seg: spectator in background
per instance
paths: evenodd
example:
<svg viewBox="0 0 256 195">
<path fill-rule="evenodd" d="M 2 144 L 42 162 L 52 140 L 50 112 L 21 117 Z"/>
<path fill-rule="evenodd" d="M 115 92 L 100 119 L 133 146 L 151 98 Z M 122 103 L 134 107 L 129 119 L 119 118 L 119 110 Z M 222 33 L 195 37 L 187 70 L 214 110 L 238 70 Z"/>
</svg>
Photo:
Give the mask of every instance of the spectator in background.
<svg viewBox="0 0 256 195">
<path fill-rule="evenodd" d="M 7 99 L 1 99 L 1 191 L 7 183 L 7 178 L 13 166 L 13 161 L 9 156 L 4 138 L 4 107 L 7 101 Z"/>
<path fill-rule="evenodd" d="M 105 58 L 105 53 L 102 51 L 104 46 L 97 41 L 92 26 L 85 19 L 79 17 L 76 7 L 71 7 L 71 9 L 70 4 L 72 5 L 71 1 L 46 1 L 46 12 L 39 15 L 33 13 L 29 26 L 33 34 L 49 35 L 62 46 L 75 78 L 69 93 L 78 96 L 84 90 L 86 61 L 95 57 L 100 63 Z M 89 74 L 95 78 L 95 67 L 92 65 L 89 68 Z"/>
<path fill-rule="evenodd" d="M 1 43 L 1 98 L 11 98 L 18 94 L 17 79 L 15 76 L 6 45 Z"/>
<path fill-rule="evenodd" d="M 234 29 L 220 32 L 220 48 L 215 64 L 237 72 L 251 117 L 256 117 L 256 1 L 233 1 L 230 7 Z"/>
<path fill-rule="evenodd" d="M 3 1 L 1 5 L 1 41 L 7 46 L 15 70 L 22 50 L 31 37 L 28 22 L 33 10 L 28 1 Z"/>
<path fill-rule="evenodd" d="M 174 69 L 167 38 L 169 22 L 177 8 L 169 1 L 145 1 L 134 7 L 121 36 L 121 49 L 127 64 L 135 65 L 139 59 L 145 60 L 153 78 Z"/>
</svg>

****************************************

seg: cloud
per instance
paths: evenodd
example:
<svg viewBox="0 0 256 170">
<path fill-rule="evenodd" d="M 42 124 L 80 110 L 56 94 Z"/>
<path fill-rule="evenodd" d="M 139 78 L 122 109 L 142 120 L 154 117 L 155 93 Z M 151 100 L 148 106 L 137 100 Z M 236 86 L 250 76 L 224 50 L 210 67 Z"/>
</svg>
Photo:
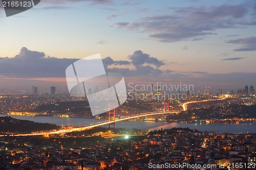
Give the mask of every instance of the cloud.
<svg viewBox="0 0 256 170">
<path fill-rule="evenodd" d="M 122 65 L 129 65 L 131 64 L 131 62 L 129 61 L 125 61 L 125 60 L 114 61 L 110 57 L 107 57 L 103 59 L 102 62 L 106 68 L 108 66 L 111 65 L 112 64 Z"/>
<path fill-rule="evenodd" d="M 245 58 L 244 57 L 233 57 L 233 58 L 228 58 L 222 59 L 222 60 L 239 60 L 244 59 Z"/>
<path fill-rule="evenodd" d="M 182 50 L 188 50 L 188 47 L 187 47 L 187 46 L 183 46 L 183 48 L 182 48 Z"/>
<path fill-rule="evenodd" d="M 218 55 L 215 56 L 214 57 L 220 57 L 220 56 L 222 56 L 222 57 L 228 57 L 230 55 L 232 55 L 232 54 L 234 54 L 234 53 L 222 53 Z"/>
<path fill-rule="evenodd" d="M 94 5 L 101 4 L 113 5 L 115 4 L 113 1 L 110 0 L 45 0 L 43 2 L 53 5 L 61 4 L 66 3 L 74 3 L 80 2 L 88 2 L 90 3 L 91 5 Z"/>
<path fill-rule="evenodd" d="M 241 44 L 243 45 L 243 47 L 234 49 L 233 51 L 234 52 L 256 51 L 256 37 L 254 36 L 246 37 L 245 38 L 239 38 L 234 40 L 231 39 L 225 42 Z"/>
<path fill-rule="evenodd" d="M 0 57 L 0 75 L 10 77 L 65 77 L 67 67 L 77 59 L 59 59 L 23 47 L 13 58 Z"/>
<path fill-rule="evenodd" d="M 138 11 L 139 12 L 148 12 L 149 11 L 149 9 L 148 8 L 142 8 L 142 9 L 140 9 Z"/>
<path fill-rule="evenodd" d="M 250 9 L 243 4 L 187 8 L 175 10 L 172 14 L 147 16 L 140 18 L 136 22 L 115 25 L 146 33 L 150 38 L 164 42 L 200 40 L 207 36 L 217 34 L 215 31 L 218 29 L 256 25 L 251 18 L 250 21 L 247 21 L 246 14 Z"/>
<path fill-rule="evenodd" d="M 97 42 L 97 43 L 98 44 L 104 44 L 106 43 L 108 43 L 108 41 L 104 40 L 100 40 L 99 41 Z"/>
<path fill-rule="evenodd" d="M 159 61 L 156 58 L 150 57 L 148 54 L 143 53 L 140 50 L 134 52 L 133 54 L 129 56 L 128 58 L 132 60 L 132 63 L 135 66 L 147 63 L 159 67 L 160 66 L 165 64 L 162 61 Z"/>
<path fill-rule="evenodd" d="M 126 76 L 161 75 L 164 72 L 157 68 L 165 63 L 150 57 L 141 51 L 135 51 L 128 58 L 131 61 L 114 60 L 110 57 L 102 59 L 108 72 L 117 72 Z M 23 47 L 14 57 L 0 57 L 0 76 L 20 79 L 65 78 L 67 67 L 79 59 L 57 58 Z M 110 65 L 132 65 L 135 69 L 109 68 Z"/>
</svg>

****************************************

REQUIREMENT:
Identify every line in the records above that contains the word "cloud", and copy each of those lines.

SOLUTION TO THIS TASK:
seg: cloud
Give the mask of every instance of the cloud.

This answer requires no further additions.